─── DATA TO USE ───

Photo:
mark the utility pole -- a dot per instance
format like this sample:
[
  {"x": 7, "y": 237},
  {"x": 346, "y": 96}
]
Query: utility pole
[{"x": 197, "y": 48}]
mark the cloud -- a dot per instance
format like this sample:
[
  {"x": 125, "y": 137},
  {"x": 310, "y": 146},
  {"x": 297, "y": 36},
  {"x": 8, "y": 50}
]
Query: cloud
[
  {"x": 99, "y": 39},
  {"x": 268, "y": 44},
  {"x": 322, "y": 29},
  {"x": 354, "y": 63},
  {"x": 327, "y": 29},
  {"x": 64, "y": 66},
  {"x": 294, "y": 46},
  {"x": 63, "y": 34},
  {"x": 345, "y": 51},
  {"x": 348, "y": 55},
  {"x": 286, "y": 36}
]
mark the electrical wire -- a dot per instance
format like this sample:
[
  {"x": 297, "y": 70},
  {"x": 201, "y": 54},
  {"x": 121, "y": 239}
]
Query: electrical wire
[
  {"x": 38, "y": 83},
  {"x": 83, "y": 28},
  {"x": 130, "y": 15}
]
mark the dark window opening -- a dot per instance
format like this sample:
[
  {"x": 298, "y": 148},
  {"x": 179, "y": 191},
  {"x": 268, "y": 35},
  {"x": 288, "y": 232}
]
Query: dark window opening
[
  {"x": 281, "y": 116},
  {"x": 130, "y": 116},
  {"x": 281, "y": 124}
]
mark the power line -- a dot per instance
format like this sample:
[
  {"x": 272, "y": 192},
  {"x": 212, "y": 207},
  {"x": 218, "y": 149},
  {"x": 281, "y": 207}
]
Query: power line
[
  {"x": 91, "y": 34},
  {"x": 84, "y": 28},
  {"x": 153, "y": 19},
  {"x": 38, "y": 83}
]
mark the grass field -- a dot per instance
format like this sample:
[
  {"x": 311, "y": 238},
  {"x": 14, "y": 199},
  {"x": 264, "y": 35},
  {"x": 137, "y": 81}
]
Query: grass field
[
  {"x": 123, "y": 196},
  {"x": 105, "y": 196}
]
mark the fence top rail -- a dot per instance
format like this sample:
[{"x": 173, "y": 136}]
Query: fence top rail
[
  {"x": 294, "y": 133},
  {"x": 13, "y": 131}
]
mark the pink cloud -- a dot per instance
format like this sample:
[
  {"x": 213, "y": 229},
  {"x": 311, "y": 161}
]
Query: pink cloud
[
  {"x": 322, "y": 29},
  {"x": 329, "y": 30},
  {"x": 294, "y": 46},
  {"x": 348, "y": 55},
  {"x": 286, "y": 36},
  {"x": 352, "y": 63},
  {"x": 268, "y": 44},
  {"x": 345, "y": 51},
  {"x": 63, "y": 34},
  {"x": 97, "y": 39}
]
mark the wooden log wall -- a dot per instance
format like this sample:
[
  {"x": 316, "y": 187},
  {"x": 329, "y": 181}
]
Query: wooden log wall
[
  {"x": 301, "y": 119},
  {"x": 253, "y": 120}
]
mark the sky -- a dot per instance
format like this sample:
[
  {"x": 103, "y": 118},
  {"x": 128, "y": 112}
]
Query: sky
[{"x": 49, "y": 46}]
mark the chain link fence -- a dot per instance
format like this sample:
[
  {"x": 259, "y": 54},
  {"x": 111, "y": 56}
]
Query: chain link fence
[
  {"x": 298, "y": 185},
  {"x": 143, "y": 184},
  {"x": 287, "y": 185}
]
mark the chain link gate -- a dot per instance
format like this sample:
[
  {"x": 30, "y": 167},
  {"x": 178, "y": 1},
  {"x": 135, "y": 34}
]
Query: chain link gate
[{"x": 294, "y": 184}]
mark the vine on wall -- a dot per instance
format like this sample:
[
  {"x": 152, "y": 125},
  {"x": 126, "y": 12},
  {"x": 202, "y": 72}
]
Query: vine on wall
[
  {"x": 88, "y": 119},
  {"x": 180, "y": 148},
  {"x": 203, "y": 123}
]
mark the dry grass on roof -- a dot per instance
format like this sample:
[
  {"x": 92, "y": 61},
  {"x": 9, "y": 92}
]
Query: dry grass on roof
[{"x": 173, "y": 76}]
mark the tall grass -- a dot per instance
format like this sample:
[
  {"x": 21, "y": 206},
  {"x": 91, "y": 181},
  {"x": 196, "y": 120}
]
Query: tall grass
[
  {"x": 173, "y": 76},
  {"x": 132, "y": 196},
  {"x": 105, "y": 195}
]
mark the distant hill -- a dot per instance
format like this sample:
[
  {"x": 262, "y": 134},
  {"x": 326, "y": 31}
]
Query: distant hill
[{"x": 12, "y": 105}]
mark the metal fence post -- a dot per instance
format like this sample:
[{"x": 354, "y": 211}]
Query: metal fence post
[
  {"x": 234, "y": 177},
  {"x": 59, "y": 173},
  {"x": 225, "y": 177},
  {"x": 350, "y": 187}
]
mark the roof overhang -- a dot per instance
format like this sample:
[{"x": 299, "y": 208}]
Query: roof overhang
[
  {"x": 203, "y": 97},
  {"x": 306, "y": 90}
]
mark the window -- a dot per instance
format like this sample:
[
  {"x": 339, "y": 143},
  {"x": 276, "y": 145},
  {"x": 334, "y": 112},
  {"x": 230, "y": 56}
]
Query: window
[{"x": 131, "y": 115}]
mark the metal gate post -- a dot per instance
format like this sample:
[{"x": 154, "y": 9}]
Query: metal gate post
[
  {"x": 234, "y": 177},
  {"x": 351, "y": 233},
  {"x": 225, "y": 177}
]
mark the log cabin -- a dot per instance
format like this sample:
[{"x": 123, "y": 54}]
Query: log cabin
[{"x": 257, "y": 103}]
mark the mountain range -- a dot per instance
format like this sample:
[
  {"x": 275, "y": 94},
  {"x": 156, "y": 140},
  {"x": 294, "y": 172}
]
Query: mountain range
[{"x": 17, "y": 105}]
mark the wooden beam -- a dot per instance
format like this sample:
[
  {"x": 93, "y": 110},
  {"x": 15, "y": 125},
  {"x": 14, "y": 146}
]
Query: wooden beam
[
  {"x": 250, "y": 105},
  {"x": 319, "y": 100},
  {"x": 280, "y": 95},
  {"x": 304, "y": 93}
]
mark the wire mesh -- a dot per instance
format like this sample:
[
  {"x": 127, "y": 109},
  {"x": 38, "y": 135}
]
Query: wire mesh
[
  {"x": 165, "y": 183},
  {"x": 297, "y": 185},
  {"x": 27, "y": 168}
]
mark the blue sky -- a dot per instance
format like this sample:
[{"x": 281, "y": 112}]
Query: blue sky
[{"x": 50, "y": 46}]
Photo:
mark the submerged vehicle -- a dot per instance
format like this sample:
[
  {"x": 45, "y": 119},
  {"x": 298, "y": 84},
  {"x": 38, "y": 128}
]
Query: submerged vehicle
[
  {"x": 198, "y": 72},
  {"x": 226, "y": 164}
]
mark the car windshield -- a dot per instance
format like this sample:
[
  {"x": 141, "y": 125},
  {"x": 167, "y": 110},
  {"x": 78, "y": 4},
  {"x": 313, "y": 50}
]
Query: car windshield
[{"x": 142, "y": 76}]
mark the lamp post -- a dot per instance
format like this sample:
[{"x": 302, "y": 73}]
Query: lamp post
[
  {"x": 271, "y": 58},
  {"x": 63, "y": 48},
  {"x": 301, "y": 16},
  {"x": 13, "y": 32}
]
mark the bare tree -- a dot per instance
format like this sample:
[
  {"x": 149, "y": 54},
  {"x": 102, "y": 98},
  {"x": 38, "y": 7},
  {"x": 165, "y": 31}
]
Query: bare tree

───

# EXERCISE DIRECTIONS:
Above are some records; copy exactly the lines from the one with "mark the distant hill -- a dot per instance" through the one with "mark the mountain range -- a dot per instance", both included, and no others.

# RESULT:
mark the distant hill -- a dot per instance
format like this sample:
[
  {"x": 262, "y": 134},
  {"x": 326, "y": 31}
]
Query: distant hill
[{"x": 12, "y": 105}]
mark the metal fence post -- a dot per instance
format like this sample:
[{"x": 354, "y": 211}]
Query: metal fence post
[
  {"x": 234, "y": 177},
  {"x": 59, "y": 173},
  {"x": 225, "y": 177},
  {"x": 350, "y": 187}
]
mark the roof overhang -- a dot per instance
format like this sample:
[{"x": 299, "y": 208}]
Query: roof overhang
[
  {"x": 203, "y": 97},
  {"x": 306, "y": 90}
]
mark the window -- a dot per instance
format like this sample:
[
  {"x": 339, "y": 143},
  {"x": 276, "y": 145},
  {"x": 334, "y": 112},
  {"x": 230, "y": 56}
]
Query: window
[{"x": 131, "y": 115}]
mark the metal gate post -- a dot per instance
format like this sample:
[{"x": 154, "y": 9}]
Query: metal gate post
[
  {"x": 234, "y": 177},
  {"x": 351, "y": 233},
  {"x": 225, "y": 177}
]
mark the log cabin -- a dot per instance
format like this sample:
[{"x": 123, "y": 54}]
Query: log cabin
[{"x": 257, "y": 103}]
mark the mountain range -- a dot per instance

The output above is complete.